> **YOUR TASK**: What lines of the listing below contain the word "target"? Copy each of them out.

> **EXERCISE DATA**:
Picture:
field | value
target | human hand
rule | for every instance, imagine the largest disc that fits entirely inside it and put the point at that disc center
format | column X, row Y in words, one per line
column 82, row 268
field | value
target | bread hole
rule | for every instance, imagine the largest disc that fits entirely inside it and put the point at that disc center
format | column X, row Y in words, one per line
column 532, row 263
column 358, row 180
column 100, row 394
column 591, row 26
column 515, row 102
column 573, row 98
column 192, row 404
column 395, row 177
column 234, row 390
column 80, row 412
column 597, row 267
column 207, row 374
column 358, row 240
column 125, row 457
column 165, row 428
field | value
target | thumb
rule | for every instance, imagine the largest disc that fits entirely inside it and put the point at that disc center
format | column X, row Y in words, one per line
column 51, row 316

> **WRITTEN SOLUTION**:
target | human hand
target | bread hole
target | thumb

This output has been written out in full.